Passage to read.
Okay I have socks on my drysuit, with wetsuit boots.

My problem is I require 5KG's of ankle weights = 3 sets. As every time reach bottom would invert but not ascend.(these my first two open dives as trainee)

So does any one know why I can get size 15 rock boots?

As feel if able to tie up pair of boot's instead of side zipping current boots, would cure or reduce air to the socks. Or am I wrong? as they not to big and the suit fits okay.

Thanks Owen

Gareth
15-12-2009, 19:17
Evening All,

Okay I have socks on my drysuit, with wetsuit boots.

My problem is I require 5KG's of ankle weights = 3 sets. As every time reach bottom would invert but not ascend.(these my first two open dives as trainee)

So does any one know why I can get size 15 rock boots?

As feel if able to tie up pair of boot's instead of side zipping current boots, would cure or reduce air to the socks. Or am I wrong? as they not to big and the suit fits okay.

Thanks Owen


Owen

First off you should be able to get rock boots, or something similar in size 15.

Thats the good news. I am certain however that this won't help.

5kgs is equivelent to 5 litres of air. i.e. to lift 5kgs you need to fill a 5 litre lift bag. I am pretty certain that you don't have 5 litres of air migrating to your boots!

The first issue is to ensure you are correctly weighted, 99% of the time inversion issues relate to excessive weighting, thus to much air migrating around the drysuit.

Information supplied.
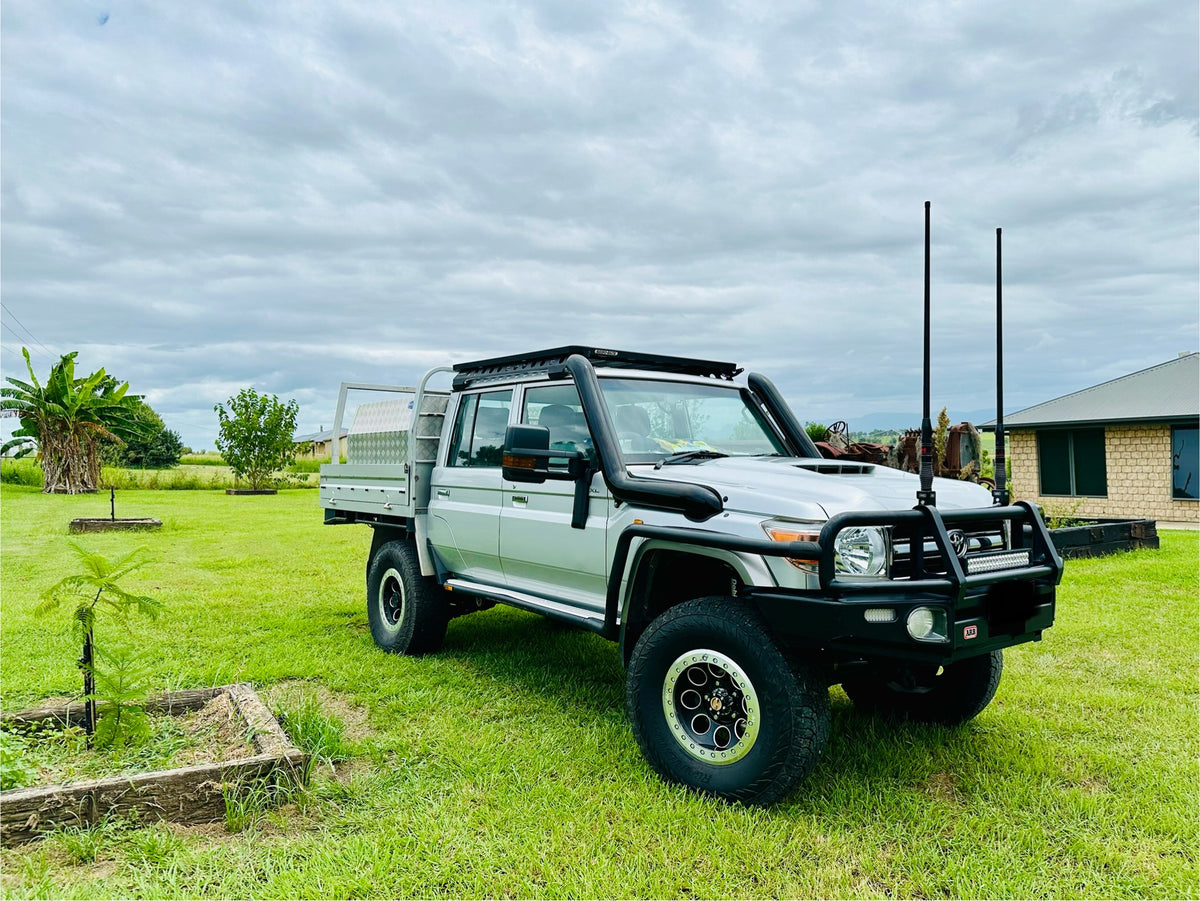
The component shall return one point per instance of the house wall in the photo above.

Task objective.
Duplicate the passage of the drysuit boot thread starting with "First off you" and going on through "to your boots!".

Reply.
First off you should be able to get rock boots, or something similar in size 15.

Thats the good news. I am certain however that this won't help.

5kgs is equivelent to 5 litres of air. i.e. to lift 5kgs you need to fill a 5 litre lift bag. I am pretty certain that you don't have 5 litres of air migrating to your boots!